_Data in this exercise_
+===+

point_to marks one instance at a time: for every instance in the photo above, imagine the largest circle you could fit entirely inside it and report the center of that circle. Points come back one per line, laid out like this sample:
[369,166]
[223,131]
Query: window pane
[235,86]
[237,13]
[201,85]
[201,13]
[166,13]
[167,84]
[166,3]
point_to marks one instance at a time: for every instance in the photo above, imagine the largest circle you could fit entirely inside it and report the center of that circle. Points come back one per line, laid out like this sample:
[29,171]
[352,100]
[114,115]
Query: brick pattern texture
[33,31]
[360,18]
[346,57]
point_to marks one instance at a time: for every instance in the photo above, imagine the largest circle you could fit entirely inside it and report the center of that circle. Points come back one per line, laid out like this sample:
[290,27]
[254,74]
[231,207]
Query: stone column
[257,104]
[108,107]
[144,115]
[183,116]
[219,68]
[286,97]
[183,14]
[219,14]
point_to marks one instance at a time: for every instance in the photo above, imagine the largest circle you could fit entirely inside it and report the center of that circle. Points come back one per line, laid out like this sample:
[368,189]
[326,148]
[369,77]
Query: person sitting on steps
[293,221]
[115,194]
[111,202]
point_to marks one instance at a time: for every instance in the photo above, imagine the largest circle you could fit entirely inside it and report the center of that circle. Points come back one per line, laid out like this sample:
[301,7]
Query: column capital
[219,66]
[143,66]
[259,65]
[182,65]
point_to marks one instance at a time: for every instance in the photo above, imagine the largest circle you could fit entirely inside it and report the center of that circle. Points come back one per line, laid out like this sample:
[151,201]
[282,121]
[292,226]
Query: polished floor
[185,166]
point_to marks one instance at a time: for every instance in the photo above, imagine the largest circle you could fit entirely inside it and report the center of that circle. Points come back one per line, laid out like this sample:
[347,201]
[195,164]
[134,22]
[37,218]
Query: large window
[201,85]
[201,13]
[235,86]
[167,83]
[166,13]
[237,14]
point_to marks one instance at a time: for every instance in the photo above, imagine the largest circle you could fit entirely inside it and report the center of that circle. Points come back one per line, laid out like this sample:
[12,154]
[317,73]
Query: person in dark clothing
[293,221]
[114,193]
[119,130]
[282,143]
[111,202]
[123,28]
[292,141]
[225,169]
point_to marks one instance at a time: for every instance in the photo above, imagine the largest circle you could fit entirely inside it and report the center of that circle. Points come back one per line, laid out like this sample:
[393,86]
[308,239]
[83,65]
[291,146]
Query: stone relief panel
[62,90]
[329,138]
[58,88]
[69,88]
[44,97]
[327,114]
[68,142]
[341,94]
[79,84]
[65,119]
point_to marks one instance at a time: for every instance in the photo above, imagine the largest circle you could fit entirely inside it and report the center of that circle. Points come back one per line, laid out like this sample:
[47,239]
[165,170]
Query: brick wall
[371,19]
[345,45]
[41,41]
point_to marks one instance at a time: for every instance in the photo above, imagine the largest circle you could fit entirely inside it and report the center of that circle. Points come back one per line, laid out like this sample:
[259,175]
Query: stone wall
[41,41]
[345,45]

+===+

_Problem to work on_
Copy out every entry again, exactly as it was given.

_Exercise response_
point_to marks one instance at a time: for every instance in the photo above, imagine the largest circle you could fit entirely inside it and report the center of that circle. Points come back one per line, laid out like this sample:
[369,166]
[223,131]
Query: window pane
[235,86]
[237,13]
[201,85]
[201,13]
[166,13]
[167,84]
[166,3]
point_to marks one instance at a time: for every instance in the photo above, imagine the largest circle you could fit entirely inside it and report the center of that circle. Points come back one per line, laid out like this sample:
[29,171]
[352,100]
[114,115]
Query: brick pattern texture
[33,31]
[360,18]
[346,57]
point_to marks one instance at a time: for every instance in the photo above, imagine the largest circle you could fit entirely inside it and report the center of that circle. Points come back one per line, laid out like this sample:
[290,27]
[254,74]
[231,207]
Query: stone column
[257,104]
[108,107]
[144,115]
[183,116]
[219,68]
[286,97]
[183,14]
[219,14]
point_to marks one instance at a time: for every instance in the photo above, imagine the largest circle you could fit entirely inside it and report the center of that circle. Points come back one per line, laid out like this sample:
[368,189]
[326,148]
[369,77]
Query: person sitting on steps
[293,221]
[115,194]
[111,202]
point_to marks one instance at a time: for every instance in the photo above, imagine the largest circle you could fit entirely inside it and report the center of that circle. Points come back one per line, laid out like this sample:
[301,7]
Query: column capital
[219,66]
[143,66]
[259,65]
[182,65]
point_to marks one instance at a time: for every instance in the photo above, imagine the largest circle you could fit entirely inside it and report the center of that circle. Points come back one per line, laid out like this sample:
[151,201]
[282,121]
[292,226]
Query: polished floor
[185,166]
point_to marks one instance at a time: for every instance in the photo above, imagine the largest circle you could fit entirely inside it and report the center of that circle. Points come back one per line, laid out like this sample:
[347,201]
[195,164]
[134,22]
[37,218]
Query: large window
[201,85]
[201,13]
[235,86]
[167,83]
[166,13]
[237,14]
point_to marks one instance at a time: for every instance in the photo above, imagine the largest circle you could fit entirely inside it and report the center of that circle. Points come back one per line, laid out like this sample:
[12,154]
[317,73]
Query: person in dark clothing
[293,221]
[114,193]
[119,130]
[282,143]
[111,202]
[123,28]
[292,141]
[225,169]
point_to marks one instance at a time: for every instance in the photo above, imagine the largest circle you could fit entirely inside it and report the center of that circle. Points come back one per line, laid out like this sample:
[393,86]
[308,239]
[83,65]
[291,146]
Query: stone relief panel
[62,90]
[329,138]
[58,88]
[69,88]
[44,97]
[327,114]
[68,142]
[341,94]
[79,84]
[65,119]
point_to marks one instance at a time: for every instance in the photo above, imagine the largest circle you could fit entirely inside it and report the center of that circle. Points come back one per line, laid out like this sample:
[47,239]
[165,170]
Query: brick wall
[371,19]
[345,45]
[41,41]
point_to marks one instance at a time: for every instance in the photo above, imagine the largest circle you could fit entirely inside it and report the center of that circle. Points come back one per line, laid out like this sample:
[259,175]
Query: stone wall
[41,41]
[345,45]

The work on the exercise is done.